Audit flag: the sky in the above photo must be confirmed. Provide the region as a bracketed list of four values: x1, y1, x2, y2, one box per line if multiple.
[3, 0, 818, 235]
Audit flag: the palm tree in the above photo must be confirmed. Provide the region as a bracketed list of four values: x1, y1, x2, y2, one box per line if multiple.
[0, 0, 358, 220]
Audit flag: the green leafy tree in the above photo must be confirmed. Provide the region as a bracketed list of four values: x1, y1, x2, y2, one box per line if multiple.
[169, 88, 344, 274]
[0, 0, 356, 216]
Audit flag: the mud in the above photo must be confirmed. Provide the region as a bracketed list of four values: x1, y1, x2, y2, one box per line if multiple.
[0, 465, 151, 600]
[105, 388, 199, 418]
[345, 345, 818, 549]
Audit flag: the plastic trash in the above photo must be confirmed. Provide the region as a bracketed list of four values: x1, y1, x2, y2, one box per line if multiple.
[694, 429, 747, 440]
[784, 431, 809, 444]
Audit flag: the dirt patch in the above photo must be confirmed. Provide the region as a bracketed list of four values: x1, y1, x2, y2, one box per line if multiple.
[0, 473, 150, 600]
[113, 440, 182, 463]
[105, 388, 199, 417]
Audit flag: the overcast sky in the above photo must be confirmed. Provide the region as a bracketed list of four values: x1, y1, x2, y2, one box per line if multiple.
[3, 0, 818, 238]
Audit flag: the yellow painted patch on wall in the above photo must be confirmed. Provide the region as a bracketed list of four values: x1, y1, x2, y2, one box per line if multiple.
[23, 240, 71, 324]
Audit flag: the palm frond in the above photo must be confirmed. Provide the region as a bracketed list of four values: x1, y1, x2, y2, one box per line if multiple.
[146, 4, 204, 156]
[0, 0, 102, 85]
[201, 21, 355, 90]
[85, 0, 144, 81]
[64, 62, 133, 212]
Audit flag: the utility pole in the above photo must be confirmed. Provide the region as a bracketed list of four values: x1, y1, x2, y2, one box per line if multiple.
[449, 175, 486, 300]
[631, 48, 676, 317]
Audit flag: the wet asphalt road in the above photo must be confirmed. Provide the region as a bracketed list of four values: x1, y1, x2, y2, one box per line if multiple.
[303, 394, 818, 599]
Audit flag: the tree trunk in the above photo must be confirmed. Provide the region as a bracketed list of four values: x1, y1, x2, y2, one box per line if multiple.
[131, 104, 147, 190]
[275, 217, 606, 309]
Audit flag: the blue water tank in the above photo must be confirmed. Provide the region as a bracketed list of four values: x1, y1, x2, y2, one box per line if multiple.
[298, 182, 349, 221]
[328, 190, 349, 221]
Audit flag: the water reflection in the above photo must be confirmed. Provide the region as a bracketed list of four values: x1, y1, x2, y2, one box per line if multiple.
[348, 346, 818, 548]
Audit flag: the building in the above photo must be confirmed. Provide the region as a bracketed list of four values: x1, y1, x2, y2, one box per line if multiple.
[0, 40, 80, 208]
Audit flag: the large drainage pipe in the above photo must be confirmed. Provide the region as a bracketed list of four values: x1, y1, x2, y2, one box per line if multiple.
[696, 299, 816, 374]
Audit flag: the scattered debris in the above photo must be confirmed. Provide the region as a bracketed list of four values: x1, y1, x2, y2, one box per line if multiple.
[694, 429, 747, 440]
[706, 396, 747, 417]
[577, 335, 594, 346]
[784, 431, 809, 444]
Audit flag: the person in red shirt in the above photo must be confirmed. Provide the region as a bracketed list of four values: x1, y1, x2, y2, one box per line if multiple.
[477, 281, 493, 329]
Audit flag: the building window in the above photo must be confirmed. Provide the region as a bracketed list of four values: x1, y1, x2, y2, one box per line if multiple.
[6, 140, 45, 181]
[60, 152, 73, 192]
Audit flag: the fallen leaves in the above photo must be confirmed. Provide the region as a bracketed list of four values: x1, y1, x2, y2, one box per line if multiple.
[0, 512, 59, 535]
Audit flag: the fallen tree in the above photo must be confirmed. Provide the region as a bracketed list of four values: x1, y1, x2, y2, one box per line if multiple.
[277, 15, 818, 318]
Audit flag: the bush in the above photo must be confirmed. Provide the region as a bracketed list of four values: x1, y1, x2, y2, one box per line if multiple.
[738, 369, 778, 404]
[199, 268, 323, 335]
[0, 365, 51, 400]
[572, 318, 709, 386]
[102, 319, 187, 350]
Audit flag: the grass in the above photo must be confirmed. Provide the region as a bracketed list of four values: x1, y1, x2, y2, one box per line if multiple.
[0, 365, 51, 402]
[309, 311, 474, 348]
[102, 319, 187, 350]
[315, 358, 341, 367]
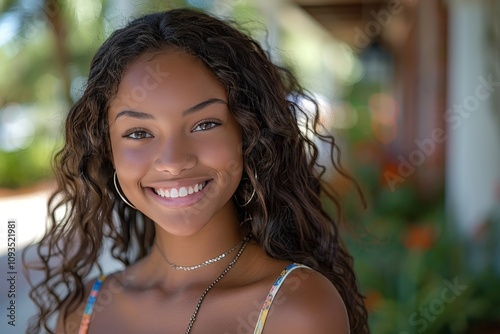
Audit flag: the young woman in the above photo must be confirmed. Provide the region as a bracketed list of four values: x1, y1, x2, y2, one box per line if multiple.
[25, 9, 368, 334]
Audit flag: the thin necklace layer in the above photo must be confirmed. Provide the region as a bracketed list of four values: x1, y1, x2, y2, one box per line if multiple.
[155, 239, 246, 271]
[185, 235, 252, 334]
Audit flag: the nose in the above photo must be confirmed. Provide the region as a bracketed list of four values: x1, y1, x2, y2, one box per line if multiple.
[154, 140, 197, 175]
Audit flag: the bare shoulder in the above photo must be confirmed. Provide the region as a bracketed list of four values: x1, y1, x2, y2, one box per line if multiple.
[264, 268, 349, 334]
[56, 278, 97, 334]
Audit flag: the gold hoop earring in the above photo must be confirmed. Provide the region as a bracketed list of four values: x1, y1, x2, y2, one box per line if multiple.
[113, 170, 137, 210]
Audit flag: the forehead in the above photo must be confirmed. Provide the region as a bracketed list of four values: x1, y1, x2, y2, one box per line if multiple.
[112, 50, 226, 106]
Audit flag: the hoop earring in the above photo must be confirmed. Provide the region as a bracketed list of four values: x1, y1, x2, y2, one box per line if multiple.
[113, 170, 137, 210]
[234, 171, 258, 207]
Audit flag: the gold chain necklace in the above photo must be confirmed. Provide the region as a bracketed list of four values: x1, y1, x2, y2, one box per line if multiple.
[185, 235, 252, 334]
[155, 239, 245, 270]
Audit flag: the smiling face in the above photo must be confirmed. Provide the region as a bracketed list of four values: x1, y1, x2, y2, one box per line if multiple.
[108, 51, 243, 236]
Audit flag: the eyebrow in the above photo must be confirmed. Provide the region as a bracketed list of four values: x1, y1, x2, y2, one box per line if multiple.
[182, 98, 227, 117]
[115, 98, 227, 121]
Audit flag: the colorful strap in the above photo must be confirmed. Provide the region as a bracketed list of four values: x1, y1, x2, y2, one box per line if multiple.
[78, 275, 106, 334]
[253, 263, 311, 334]
[78, 263, 311, 334]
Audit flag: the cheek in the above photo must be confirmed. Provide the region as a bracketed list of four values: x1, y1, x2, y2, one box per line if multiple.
[200, 139, 243, 190]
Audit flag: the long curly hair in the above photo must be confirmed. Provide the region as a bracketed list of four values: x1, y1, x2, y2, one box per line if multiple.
[22, 9, 369, 333]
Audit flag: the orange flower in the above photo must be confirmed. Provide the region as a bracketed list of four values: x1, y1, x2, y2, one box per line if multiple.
[403, 224, 435, 251]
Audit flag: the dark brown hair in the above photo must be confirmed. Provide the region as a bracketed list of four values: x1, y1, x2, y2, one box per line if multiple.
[24, 9, 368, 333]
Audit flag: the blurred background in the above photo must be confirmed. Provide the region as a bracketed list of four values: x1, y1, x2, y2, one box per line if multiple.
[0, 0, 500, 334]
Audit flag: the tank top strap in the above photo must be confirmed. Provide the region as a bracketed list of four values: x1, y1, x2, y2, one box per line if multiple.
[253, 263, 312, 334]
[78, 275, 106, 334]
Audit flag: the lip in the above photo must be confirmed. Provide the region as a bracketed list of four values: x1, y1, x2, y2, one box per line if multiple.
[146, 179, 213, 208]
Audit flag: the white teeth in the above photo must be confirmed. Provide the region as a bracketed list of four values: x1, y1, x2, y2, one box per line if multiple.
[154, 182, 206, 198]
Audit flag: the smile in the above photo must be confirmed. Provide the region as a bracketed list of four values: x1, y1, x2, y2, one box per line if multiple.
[153, 181, 208, 198]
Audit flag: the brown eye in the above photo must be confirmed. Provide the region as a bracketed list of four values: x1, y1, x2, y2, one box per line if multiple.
[193, 121, 220, 132]
[123, 129, 153, 140]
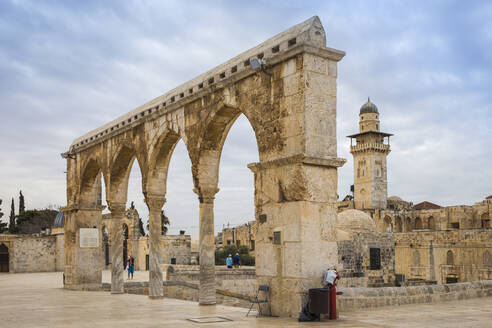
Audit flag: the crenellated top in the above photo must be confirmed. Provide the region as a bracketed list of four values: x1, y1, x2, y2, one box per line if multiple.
[69, 16, 345, 153]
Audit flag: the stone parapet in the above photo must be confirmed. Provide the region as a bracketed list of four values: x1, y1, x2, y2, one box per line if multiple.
[69, 16, 345, 152]
[337, 280, 492, 312]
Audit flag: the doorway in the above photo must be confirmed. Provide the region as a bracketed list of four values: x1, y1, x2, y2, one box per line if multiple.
[0, 244, 9, 272]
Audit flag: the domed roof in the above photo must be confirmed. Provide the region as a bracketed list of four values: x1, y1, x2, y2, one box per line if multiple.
[336, 210, 376, 232]
[359, 97, 379, 115]
[53, 211, 64, 228]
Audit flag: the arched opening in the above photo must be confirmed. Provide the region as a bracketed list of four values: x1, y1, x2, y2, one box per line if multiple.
[481, 213, 490, 229]
[102, 226, 111, 266]
[159, 138, 194, 236]
[122, 223, 128, 267]
[395, 216, 403, 232]
[405, 218, 413, 232]
[0, 243, 9, 272]
[109, 145, 136, 204]
[79, 158, 105, 207]
[427, 216, 436, 230]
[413, 250, 420, 267]
[384, 216, 393, 232]
[483, 251, 492, 267]
[446, 250, 454, 265]
[214, 115, 259, 266]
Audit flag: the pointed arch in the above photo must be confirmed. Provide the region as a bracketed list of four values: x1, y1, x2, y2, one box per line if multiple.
[107, 143, 146, 203]
[446, 250, 454, 265]
[413, 250, 420, 267]
[79, 157, 106, 207]
[147, 130, 185, 196]
[427, 216, 436, 230]
[394, 216, 403, 232]
[383, 215, 393, 232]
[192, 103, 262, 195]
[483, 251, 492, 267]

# # # # #

> **Task to carry out**
Please copy out everything in the records from the line containing "Audit flag: the blurred" down to the line containing "[146, 179, 213, 208]", both lines included, keeping each line word for word.

> **Finished task**
Audit flag: the blurred background in the above photo must be confirmed. Provide the region as a bracketed list of four values: x1, y1, x2, y2, one box per line if multiple.
[0, 0, 500, 334]
Audit flag: the tank top strap in the above photo must be confirmed. Provide the region as a bracketed list of four values: x1, y1, x2, y2, one box per line if multiple.
[253, 263, 312, 334]
[78, 275, 106, 334]
Audit flag: the lip in the above photo must be confirmed. Provide the region as a bracketed list of four values: x1, y1, x2, y2, one box per line if multiple.
[146, 179, 213, 208]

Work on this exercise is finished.